Data to use |
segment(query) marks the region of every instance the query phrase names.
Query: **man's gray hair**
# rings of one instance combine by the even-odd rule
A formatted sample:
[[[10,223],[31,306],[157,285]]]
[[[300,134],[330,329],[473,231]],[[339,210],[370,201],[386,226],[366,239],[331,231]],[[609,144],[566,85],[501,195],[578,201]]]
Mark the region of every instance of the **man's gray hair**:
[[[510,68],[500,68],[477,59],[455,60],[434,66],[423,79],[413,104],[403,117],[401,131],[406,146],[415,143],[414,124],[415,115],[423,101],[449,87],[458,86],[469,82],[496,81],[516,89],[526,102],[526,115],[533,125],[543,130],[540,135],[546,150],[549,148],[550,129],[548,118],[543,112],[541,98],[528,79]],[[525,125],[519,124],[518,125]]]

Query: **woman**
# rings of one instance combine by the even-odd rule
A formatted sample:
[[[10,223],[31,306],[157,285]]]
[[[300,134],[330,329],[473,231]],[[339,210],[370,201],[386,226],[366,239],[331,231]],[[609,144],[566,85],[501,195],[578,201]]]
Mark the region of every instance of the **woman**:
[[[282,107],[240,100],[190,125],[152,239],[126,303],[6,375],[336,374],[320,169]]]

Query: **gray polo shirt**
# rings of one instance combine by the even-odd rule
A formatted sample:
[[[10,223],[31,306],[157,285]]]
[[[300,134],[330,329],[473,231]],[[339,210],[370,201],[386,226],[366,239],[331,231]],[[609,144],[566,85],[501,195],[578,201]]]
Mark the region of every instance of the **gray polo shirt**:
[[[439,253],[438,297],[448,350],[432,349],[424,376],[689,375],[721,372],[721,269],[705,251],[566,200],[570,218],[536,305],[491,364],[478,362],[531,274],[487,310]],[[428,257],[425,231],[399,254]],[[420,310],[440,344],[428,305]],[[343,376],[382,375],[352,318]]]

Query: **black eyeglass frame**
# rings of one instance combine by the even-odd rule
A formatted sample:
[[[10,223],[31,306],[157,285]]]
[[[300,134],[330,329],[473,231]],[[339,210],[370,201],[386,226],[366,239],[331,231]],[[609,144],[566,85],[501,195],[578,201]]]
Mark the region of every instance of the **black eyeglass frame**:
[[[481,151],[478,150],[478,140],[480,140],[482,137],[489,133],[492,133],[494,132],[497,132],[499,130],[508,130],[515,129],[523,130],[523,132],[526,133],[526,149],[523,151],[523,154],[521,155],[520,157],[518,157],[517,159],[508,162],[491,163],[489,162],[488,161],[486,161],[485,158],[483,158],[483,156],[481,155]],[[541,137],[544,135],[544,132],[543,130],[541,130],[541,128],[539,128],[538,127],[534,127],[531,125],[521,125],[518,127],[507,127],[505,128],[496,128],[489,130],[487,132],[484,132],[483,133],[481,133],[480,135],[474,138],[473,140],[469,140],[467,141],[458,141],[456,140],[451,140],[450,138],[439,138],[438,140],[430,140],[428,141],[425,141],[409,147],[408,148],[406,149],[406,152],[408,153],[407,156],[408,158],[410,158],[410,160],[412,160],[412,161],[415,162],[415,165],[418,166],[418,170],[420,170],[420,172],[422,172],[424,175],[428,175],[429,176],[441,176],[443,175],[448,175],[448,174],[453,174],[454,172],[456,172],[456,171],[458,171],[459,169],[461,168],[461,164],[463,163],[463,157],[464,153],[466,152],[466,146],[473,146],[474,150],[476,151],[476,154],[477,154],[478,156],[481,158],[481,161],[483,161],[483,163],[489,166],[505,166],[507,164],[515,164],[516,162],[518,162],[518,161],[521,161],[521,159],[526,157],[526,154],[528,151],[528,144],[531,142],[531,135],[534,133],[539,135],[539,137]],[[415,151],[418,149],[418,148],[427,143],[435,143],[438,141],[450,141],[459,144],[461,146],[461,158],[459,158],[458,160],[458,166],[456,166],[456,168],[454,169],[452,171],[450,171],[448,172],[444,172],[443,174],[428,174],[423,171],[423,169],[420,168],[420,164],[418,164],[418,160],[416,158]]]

Directive | Switch each "formatted sample" in the listing above to "formatted example", then reproduce the entire listing with no other changes.

Expected answer |
segment(query) marks the region of every instance the query phrase names.
Query: **man's gray hair**
# rings of one instance combine by the even-odd rule
A formatted example:
[[[10,223],[31,306],[157,285]]]
[[[300,134],[330,329],[473,231]],[[339,210],[370,201],[386,226],[366,239],[331,231]],[[609,144],[566,85],[501,195],[578,201]]]
Mark the region of every instance of the **man's gray hair**:
[[[510,68],[500,68],[477,59],[455,60],[434,66],[423,79],[413,104],[403,117],[401,131],[406,146],[415,143],[414,124],[415,115],[423,101],[449,87],[458,86],[469,82],[496,81],[516,89],[526,102],[526,115],[533,125],[543,130],[540,135],[546,150],[549,148],[550,129],[548,118],[543,112],[541,98],[528,79]],[[525,125],[519,124],[518,125]]]

Query: **woman**
# rings of one instance combine by the even-odd rule
A formatted example:
[[[10,223],[31,306],[157,285]]]
[[[300,134],[330,329],[473,231]],[[339,210],[370,201],[386,226],[366,239],[331,231]],[[609,144],[566,85],[501,195],[578,201]]]
Mark the region of every instance of the **woman**:
[[[282,107],[240,100],[190,125],[152,239],[126,303],[6,375],[336,374],[320,169]]]

Query: **gray polo shirt**
# rings of one instance combine by the even-odd rule
A formatted example:
[[[10,223],[31,306],[157,285]]]
[[[300,134],[330,329],[473,231]],[[339,210],[370,201],[386,226],[366,239],[331,231]],[[609,144],[566,85],[501,195],[578,201]]]
Mark the region of every instance of the **gray polo shirt**:
[[[439,253],[438,297],[448,350],[432,349],[424,376],[689,375],[721,372],[721,269],[705,251],[566,200],[570,218],[536,305],[491,364],[478,362],[531,274],[487,310]],[[428,257],[425,231],[399,254]],[[420,310],[440,344],[428,305]],[[343,376],[382,375],[352,318]]]

Query: **black eyeglass frame**
# rings of one instance combine by the even-odd rule
A formatted example:
[[[10,223],[31,306],[157,285]]]
[[[300,134],[330,329],[473,231]],[[339,210],[370,201],[386,226],[366,239],[331,231]],[[609,144],[566,85],[501,195],[578,201]]]
Mark the region of every instance of the **black eyeglass frame**:
[[[481,151],[478,150],[478,140],[480,140],[482,137],[489,133],[492,133],[494,132],[497,132],[499,130],[508,130],[515,129],[523,130],[523,132],[526,133],[526,149],[523,151],[523,154],[521,155],[520,157],[518,157],[517,159],[508,162],[491,163],[489,162],[488,161],[486,161],[485,158],[483,158],[483,156],[481,155]],[[541,137],[544,135],[544,132],[543,130],[541,130],[541,128],[539,128],[538,127],[534,127],[531,125],[521,125],[518,127],[507,127],[505,128],[496,128],[489,130],[487,132],[484,132],[483,133],[481,133],[480,135],[474,138],[473,140],[469,140],[467,141],[458,141],[456,140],[451,140],[450,138],[439,138],[438,140],[430,140],[428,141],[425,141],[409,147],[408,148],[406,149],[406,152],[408,153],[407,156],[408,158],[410,158],[410,160],[412,160],[412,161],[415,162],[415,165],[418,166],[418,170],[420,170],[420,172],[422,172],[424,175],[428,175],[429,176],[441,176],[443,175],[448,175],[448,174],[453,174],[454,172],[456,172],[456,171],[458,171],[459,169],[461,168],[461,164],[463,163],[463,157],[464,153],[466,152],[466,146],[473,146],[474,150],[476,151],[476,154],[477,154],[478,156],[481,158],[481,161],[483,161],[483,163],[489,166],[505,166],[507,164],[515,164],[516,162],[518,162],[518,161],[521,161],[521,159],[526,157],[526,154],[528,151],[528,144],[531,142],[531,135],[534,133],[539,135],[539,137]],[[415,151],[418,149],[418,148],[427,143],[435,143],[438,141],[450,141],[459,144],[461,146],[461,158],[459,158],[458,160],[458,166],[456,166],[456,168],[454,169],[452,171],[450,171],[448,172],[444,172],[443,174],[428,174],[423,171],[423,169],[420,168],[420,164],[418,164],[418,160],[416,158]]]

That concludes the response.